- Genre: True crime Documentary
- Directed by: Julian P. Hobbs Bari Pearlman
- Country of origin: United States
- Original language: English
- No. of seasons: 1
- No. of episodes: 3

Production
- Executive producer: Elli Hakami
- Producers: Julian P. Hobbs Lewis Albrow Stephen Kemp Adrian Murray Kristian Day
- Production locations: Ottumwa, Iowa
- Running time: 46–48 minutes
- Production company: Talos Films

Original release
- Network: Discovery+
- Release: May 7, 2021

= Queen of Meth =

American true crime documentary miniseries

Queen of Meth is a 2021 American three part documentary series centering upon Lori Arnold, who was a major methamphetamine dealer in the Midwest. Her meth production and distribution operation was based on a 170-acre ranch in Ottumwa, Iowa, and grossed more than $200,000 per week at its peak. In 1991 she was arrested by the DEA, who seized more than $10 million in assets from her. Convicted of drug trafficking and money laundering, Arnold spent 15 years in prison. Lori is the sister of actor and comedian Tom Arnold.

**Aim**
Pull out the part of the Queen of Meth text from "Original release" to "comedian Tom Arnold.", word for word.

**Data records**
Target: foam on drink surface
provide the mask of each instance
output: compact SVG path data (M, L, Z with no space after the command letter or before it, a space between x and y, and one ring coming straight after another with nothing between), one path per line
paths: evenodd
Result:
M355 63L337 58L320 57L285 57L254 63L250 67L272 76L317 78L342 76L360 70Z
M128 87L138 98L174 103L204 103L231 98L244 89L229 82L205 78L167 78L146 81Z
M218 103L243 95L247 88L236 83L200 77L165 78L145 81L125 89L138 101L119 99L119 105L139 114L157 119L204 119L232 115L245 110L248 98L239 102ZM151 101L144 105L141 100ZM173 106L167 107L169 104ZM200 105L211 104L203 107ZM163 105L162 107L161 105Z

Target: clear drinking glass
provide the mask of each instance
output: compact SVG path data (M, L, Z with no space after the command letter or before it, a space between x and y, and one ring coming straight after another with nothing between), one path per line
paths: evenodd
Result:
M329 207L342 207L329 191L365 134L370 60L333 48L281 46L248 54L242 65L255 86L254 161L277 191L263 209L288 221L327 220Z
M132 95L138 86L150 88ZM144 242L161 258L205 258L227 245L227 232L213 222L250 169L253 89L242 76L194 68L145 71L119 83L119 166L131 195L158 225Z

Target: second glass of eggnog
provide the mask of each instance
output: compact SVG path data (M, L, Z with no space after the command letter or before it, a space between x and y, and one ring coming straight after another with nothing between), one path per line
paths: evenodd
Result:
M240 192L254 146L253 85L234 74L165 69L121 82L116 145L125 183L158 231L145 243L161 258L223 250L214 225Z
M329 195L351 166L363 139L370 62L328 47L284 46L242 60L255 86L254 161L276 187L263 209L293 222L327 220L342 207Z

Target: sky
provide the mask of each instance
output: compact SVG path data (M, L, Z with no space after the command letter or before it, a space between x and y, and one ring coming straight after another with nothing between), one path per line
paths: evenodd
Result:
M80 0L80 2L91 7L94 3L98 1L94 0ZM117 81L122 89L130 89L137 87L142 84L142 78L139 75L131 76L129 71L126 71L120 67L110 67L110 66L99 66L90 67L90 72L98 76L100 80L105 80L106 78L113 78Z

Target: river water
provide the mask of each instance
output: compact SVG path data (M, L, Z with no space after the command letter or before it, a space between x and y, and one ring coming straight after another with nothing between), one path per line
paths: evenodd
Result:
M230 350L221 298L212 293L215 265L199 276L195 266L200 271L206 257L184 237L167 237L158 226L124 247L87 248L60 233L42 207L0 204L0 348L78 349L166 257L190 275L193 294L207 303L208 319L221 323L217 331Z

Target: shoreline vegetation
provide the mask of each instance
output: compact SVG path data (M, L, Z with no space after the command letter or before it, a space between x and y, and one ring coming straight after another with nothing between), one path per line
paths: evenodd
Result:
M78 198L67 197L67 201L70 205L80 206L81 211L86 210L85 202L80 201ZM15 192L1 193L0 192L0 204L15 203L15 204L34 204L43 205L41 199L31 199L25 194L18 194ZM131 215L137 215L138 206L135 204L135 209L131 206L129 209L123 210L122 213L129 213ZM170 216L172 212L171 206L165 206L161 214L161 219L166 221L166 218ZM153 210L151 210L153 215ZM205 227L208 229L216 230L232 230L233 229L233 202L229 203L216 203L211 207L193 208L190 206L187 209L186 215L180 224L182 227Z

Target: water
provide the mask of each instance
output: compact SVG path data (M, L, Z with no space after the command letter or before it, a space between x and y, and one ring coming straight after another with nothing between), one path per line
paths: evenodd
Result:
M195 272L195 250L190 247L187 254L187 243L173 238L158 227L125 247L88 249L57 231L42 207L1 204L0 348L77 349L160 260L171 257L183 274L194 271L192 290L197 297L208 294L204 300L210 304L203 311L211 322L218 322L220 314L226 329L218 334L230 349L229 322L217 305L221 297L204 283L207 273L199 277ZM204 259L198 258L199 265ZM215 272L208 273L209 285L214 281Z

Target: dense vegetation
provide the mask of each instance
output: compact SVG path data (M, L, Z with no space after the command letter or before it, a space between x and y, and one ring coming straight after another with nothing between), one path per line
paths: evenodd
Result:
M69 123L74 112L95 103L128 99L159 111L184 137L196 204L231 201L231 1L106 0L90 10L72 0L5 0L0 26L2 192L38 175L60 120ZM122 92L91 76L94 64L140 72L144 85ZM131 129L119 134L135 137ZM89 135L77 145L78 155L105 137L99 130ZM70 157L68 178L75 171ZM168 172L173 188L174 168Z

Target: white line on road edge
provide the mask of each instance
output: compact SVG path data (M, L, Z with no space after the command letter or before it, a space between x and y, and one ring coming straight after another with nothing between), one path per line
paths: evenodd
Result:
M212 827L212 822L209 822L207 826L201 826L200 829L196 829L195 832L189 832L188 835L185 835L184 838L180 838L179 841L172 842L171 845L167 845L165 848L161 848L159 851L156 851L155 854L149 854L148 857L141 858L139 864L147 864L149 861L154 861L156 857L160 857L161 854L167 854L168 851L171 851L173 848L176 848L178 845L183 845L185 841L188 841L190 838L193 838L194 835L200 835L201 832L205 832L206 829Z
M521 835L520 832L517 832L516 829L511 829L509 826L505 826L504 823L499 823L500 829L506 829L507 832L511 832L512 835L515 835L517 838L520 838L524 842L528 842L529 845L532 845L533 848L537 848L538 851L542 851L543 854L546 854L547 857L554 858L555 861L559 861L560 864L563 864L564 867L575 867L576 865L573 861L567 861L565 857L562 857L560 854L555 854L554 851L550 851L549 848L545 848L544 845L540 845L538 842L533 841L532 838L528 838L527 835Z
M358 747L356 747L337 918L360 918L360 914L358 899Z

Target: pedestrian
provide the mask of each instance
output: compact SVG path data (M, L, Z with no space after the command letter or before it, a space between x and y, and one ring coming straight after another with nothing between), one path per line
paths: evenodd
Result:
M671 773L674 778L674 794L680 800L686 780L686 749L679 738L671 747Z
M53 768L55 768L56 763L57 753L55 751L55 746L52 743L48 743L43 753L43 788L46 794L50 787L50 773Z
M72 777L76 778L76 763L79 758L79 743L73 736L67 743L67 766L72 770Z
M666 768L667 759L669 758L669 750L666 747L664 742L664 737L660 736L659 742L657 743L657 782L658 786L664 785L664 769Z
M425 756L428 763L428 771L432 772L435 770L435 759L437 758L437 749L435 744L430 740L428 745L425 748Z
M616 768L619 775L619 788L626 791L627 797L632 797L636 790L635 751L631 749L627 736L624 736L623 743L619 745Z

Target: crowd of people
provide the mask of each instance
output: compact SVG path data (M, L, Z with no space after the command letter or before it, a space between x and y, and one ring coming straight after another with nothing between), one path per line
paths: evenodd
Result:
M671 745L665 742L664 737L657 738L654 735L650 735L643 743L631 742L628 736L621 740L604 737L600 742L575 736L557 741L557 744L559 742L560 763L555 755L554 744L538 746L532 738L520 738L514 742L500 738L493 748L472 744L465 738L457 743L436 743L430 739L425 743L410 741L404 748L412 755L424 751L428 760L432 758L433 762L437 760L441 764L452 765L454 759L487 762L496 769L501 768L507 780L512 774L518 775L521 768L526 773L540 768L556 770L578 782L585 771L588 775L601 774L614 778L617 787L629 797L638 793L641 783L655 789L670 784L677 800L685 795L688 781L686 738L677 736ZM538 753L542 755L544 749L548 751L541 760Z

**Solution for this task**
Original release
- Network: Discovery+
- Release: May 7, 2021

= Queen of Meth =

American true crime documentary miniseries

Queen of Meth is a 2021 American three part documentary series centering upon Lori Arnold, who was a major methamphetamine dealer in the Midwest. Her meth production and distribution operation was based on a 170-acre ranch in Ottumwa, Iowa, and grossed more than $200,000 per week at its peak. In 1991 she was arrested by the DEA, who seized more than $10 million in assets from her. Convicted of drug trafficking and money laundering, Arnold spent 15 years in prison. Lori is the sister of actor and comedian Tom Arnold.